**Objective**
Rewrite every record below with each "per instance" replaced by "per object", leaving everything else unchanged and omitting the pictures.

##### Input rows

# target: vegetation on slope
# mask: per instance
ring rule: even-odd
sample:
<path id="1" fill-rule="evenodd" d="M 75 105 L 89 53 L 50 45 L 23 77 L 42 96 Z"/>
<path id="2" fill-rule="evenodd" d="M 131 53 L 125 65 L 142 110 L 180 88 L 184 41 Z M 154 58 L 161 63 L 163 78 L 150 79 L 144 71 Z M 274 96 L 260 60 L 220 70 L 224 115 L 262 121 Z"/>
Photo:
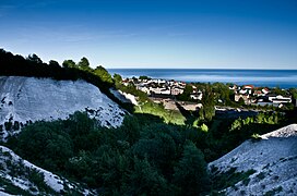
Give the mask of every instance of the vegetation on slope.
<path id="1" fill-rule="evenodd" d="M 39 167 L 107 195 L 203 195 L 215 184 L 206 161 L 235 148 L 249 134 L 274 130 L 266 119 L 269 115 L 261 122 L 245 120 L 243 128 L 234 131 L 229 130 L 243 120 L 228 126 L 221 122 L 219 128 L 210 125 L 205 132 L 200 126 L 166 124 L 154 115 L 134 114 L 127 115 L 122 126 L 106 128 L 76 112 L 63 121 L 35 122 L 5 145 Z M 243 133 L 253 123 L 259 128 Z"/>

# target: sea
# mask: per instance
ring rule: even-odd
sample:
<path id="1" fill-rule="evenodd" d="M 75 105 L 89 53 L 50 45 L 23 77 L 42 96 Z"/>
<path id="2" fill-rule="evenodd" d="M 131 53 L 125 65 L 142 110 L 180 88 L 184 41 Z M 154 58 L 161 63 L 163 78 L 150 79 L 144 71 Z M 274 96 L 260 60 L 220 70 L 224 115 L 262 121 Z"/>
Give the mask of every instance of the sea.
<path id="1" fill-rule="evenodd" d="M 233 83 L 257 87 L 297 88 L 297 70 L 211 70 L 211 69 L 108 69 L 122 77 L 145 75 L 152 78 L 194 83 Z"/>

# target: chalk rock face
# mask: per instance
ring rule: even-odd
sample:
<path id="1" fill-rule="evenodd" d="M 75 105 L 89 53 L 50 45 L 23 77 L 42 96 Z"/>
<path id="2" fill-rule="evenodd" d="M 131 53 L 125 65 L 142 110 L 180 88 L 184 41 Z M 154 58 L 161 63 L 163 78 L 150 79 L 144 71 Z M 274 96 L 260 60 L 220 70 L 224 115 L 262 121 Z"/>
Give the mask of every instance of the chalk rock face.
<path id="1" fill-rule="evenodd" d="M 62 176 L 36 167 L 27 160 L 22 159 L 11 149 L 4 146 L 0 146 L 0 180 L 7 184 L 0 183 L 1 196 L 10 195 L 5 193 L 7 189 L 9 189 L 8 184 L 25 191 L 27 195 L 50 195 L 41 191 L 40 183 L 37 184 L 36 182 L 32 181 L 29 173 L 33 171 L 38 172 L 44 176 L 44 183 L 49 186 L 52 192 L 56 192 L 56 195 L 67 192 L 67 189 L 70 192 L 70 194 L 80 193 L 80 195 L 97 195 L 97 193 L 93 189 L 87 189 L 79 183 L 70 182 Z M 19 172 L 12 172 L 12 170 L 17 170 Z"/>
<path id="2" fill-rule="evenodd" d="M 121 125 L 124 115 L 99 88 L 84 81 L 0 77 L 0 125 L 4 132 L 17 128 L 16 121 L 24 124 L 66 119 L 75 111 L 87 111 L 91 118 L 108 127 Z"/>
<path id="3" fill-rule="evenodd" d="M 223 192 L 226 195 L 297 195 L 297 124 L 247 140 L 211 162 L 215 175 L 236 169 L 254 173 Z M 215 170 L 214 170 L 215 169 Z"/>

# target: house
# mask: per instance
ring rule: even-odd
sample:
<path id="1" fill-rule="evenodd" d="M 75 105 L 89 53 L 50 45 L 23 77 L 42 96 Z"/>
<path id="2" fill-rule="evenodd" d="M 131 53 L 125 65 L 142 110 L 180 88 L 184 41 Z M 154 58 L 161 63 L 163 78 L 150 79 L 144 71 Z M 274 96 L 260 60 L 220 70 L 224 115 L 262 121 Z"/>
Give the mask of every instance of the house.
<path id="1" fill-rule="evenodd" d="M 245 100 L 246 105 L 250 103 L 250 95 L 247 95 L 247 94 L 245 94 L 245 95 L 242 95 L 242 94 L 235 94 L 235 98 L 234 99 L 235 99 L 236 102 L 238 102 L 240 98 L 242 98 Z"/>
<path id="2" fill-rule="evenodd" d="M 254 88 L 253 85 L 245 85 L 245 86 L 243 86 L 243 89 L 253 89 L 253 88 Z"/>
<path id="3" fill-rule="evenodd" d="M 191 94 L 190 98 L 193 100 L 201 100 L 202 99 L 202 93 Z"/>
<path id="4" fill-rule="evenodd" d="M 263 93 L 264 95 L 268 95 L 268 94 L 269 94 L 269 89 L 268 89 L 268 88 L 263 88 L 263 89 L 262 89 L 262 93 Z"/>
<path id="5" fill-rule="evenodd" d="M 272 97 L 270 99 L 273 103 L 285 103 L 285 102 L 292 102 L 292 98 L 290 97 L 283 97 L 281 95 L 277 95 L 275 97 Z"/>

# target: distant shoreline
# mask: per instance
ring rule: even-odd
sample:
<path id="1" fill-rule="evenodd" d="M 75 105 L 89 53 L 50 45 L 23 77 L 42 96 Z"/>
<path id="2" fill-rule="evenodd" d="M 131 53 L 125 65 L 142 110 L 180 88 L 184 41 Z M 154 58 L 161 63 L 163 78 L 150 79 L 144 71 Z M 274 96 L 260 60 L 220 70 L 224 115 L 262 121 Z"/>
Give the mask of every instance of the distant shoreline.
<path id="1" fill-rule="evenodd" d="M 231 69 L 108 69 L 123 77 L 145 75 L 152 78 L 187 83 L 233 83 L 261 87 L 297 88 L 297 70 L 231 70 Z"/>

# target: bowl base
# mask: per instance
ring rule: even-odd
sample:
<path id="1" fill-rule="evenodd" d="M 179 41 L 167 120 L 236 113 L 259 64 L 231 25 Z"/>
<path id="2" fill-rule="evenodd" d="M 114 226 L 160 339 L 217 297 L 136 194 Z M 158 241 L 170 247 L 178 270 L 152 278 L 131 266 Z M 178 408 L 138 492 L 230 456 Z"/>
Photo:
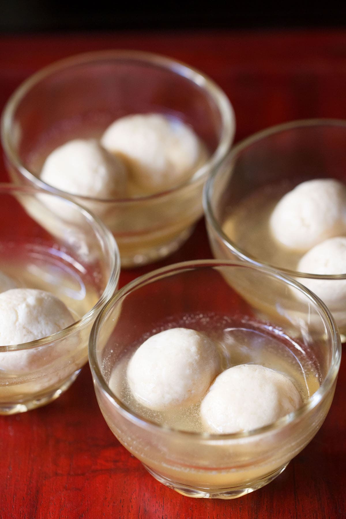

##########

**Answer below**
# target: vegetation on slope
# mask: per object
ring rule: even-odd
sample:
<path id="1" fill-rule="evenodd" d="M 75 105 L 89 53 L 50 45 L 23 77 L 42 96 Z"/>
<path id="2" fill-rule="evenodd" d="M 131 53 L 125 65 L 142 110 L 180 88 L 184 41 Z M 154 58 L 161 63 L 163 78 L 150 79 L 144 71 Z M 274 96 L 260 60 L 220 70 L 224 115 L 262 121 Z"/>
Photo:
Give the mask of every instance of the vegetation on slope.
<path id="1" fill-rule="evenodd" d="M 39 167 L 107 195 L 203 195 L 215 184 L 206 161 L 235 148 L 249 134 L 274 130 L 266 119 L 269 115 L 261 122 L 245 120 L 243 128 L 234 131 L 229 130 L 243 120 L 228 126 L 221 122 L 219 128 L 210 125 L 205 132 L 200 126 L 166 124 L 154 115 L 134 114 L 127 115 L 122 126 L 106 128 L 76 112 L 63 121 L 35 122 L 5 145 Z M 243 133 L 253 123 L 259 128 Z"/>

# target: sea
# mask: per object
ring rule: even-odd
sample:
<path id="1" fill-rule="evenodd" d="M 75 105 L 89 53 L 50 45 L 23 77 L 42 96 Z"/>
<path id="2" fill-rule="evenodd" d="M 131 53 L 125 65 L 142 110 L 180 88 L 184 41 Z M 154 58 L 161 63 L 163 78 L 150 79 L 144 71 Z M 274 96 L 260 60 L 220 70 L 224 115 L 262 121 Z"/>
Give the mask of every instance of the sea.
<path id="1" fill-rule="evenodd" d="M 233 83 L 257 87 L 297 88 L 297 70 L 211 70 L 211 69 L 108 69 L 122 77 L 145 75 L 152 78 L 194 83 Z"/>

# target: chalk rock face
# mask: per object
ring rule: even-odd
sample:
<path id="1" fill-rule="evenodd" d="M 75 105 L 89 53 L 50 45 L 23 77 L 42 96 Z"/>
<path id="2" fill-rule="evenodd" d="M 131 53 L 125 65 L 142 110 L 180 88 L 184 41 Z M 154 58 L 161 63 L 163 78 L 150 79 L 144 71 Z M 274 96 L 260 60 L 220 70 L 224 115 L 262 121 Z"/>
Give the mask of every instance of the chalk rock face.
<path id="1" fill-rule="evenodd" d="M 62 176 L 36 167 L 27 160 L 22 159 L 11 149 L 4 146 L 0 146 L 0 180 L 7 184 L 0 183 L 1 196 L 10 195 L 5 193 L 7 189 L 9 189 L 8 184 L 25 191 L 27 195 L 50 195 L 41 191 L 40 183 L 37 184 L 36 182 L 32 181 L 29 173 L 33 171 L 38 172 L 44 176 L 44 183 L 49 186 L 52 192 L 56 192 L 56 195 L 67 192 L 67 189 L 70 192 L 70 194 L 80 193 L 80 195 L 97 195 L 97 193 L 93 189 L 87 189 L 79 183 L 70 182 Z M 19 172 L 12 172 L 12 170 L 17 170 Z"/>
<path id="2" fill-rule="evenodd" d="M 121 125 L 124 115 L 99 88 L 84 81 L 0 77 L 0 125 L 4 132 L 17 128 L 16 121 L 24 124 L 66 119 L 75 111 L 87 111 L 91 118 L 108 127 Z"/>
<path id="3" fill-rule="evenodd" d="M 223 192 L 226 195 L 297 195 L 297 124 L 247 140 L 211 162 L 215 175 L 236 169 L 254 173 Z M 215 170 L 214 170 L 215 169 Z"/>

# target: house
# mask: per object
ring rule: even-odd
sample:
<path id="1" fill-rule="evenodd" d="M 75 105 L 89 53 L 50 45 L 23 77 L 42 96 Z"/>
<path id="2" fill-rule="evenodd" d="M 131 53 L 125 65 L 142 110 L 180 88 L 184 41 Z M 154 58 L 161 63 L 163 78 L 150 79 L 144 71 Z M 274 96 L 260 60 L 220 70 L 224 115 L 262 121 Z"/>
Give the mask of every instance of the house.
<path id="1" fill-rule="evenodd" d="M 245 100 L 246 105 L 250 103 L 250 95 L 247 95 L 247 94 L 245 94 L 245 95 L 242 95 L 242 94 L 235 94 L 235 98 L 234 99 L 235 99 L 236 102 L 238 102 L 240 98 L 242 98 Z"/>
<path id="2" fill-rule="evenodd" d="M 254 88 L 253 85 L 245 85 L 245 86 L 243 86 L 243 89 L 253 89 L 253 88 Z"/>
<path id="3" fill-rule="evenodd" d="M 191 94 L 190 98 L 193 100 L 201 100 L 202 99 L 202 93 Z"/>
<path id="4" fill-rule="evenodd" d="M 263 93 L 264 95 L 268 95 L 268 94 L 269 94 L 269 89 L 268 89 L 268 88 L 263 88 L 263 89 L 262 89 L 262 93 Z"/>
<path id="5" fill-rule="evenodd" d="M 272 97 L 270 99 L 273 103 L 285 103 L 285 102 L 292 102 L 292 98 L 290 97 L 283 97 L 281 95 L 277 95 L 275 97 Z"/>

# target: distant shoreline
# mask: per object
ring rule: even-odd
sample:
<path id="1" fill-rule="evenodd" d="M 75 105 L 89 53 L 50 45 L 23 77 L 42 96 Z"/>
<path id="2" fill-rule="evenodd" d="M 131 53 L 125 65 L 142 110 L 180 88 L 184 41 Z M 154 58 L 161 63 L 163 78 L 150 79 L 144 71 Z M 274 96 L 260 60 L 220 70 L 224 115 L 262 121 Z"/>
Give the mask of every instance of the distant shoreline.
<path id="1" fill-rule="evenodd" d="M 231 69 L 108 69 L 123 77 L 145 75 L 152 78 L 187 83 L 233 83 L 261 87 L 297 88 L 297 70 L 231 70 Z"/>

# target: bowl base
# mask: per object
ring rule: even-odd
sample:
<path id="1" fill-rule="evenodd" d="M 179 41 L 167 120 L 236 113 L 259 64 L 231 25 Z"/>
<path id="2" fill-rule="evenodd" d="M 114 226 L 160 339 L 217 297 L 136 194 Z M 158 241 L 170 247 L 178 270 L 152 278 L 131 266 Z M 178 408 L 138 492 L 230 456 Z"/>
Photo:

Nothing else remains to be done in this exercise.